* ASSIGNMENT *
Could you print each of the records below exactly?

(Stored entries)
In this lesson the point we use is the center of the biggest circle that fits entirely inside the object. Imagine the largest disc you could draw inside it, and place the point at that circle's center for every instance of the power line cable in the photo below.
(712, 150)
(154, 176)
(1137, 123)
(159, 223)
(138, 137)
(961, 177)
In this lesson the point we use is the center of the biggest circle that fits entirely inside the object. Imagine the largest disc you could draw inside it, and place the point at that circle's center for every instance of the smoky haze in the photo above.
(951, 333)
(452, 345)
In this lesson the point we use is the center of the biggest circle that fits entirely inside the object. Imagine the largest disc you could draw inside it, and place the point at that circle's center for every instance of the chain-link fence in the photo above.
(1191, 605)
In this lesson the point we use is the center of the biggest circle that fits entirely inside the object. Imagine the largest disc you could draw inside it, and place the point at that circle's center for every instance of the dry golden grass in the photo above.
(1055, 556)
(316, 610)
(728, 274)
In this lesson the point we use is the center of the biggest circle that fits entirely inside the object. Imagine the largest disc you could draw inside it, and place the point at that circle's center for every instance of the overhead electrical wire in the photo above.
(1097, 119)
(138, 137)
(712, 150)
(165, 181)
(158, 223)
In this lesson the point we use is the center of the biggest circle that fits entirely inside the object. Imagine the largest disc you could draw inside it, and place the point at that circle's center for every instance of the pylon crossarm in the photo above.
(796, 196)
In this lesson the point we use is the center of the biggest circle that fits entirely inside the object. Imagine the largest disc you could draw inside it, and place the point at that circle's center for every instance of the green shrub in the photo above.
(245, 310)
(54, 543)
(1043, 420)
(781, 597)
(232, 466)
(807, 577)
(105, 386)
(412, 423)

* ANSWER BELOW *
In this lesson the point we use is the center of the biggest circle that fits entirely inside the object. Imagine the largest disc you could draw inside it, and place the point at that circle's center for every instance of the power line cable in the photo below.
(712, 150)
(154, 176)
(1137, 123)
(159, 223)
(138, 137)
(961, 177)
In this lesson the point we use is the center of the biggest circle that fits entirely inside the object. Imagine the largest disc you could draw inside it, and place the point at that circle's center for every instance of the smoky haze in the photo above.
(951, 333)
(452, 345)
In this lesson the point we use is the center of the biggest circle that fits entirely inside the object. Imagine the largest disc you could draw inside it, and place the point at that circle's center for every instance of the chain-link fence in the photo above.
(1191, 605)
In this lesson the point we use is the center of the biggest circle that fits entirely inside the object. Imagine the largest disc you could draw inside it, and place the point at that circle's center for every instance of the dry golden grass in the photo above.
(1055, 556)
(316, 610)
(728, 274)
In this lesson the point we use is the center of the biggest circle that fits entirely inside the object. Imagine the largest disc you could draw inside it, and place the point at that circle's center for every instance of the overhead electrical wire in the photo above.
(1097, 119)
(138, 137)
(712, 150)
(165, 181)
(158, 223)
In this lesson the point we use is the center of the biggest circle that fits entirely inside the object. Imagine the largest disc you could draw inside it, and place the point at that circle's center for every instance of the pylon crossarm in the photo above.
(796, 196)
In this lesson the point we use is the center of the biggest circle that fits entirely inside the object. Imagine the largest disc you could draw inside it, and place the point at that circle's center for every instance of the green shrub in the photo above.
(245, 310)
(54, 543)
(1043, 420)
(781, 597)
(232, 466)
(807, 577)
(105, 386)
(412, 423)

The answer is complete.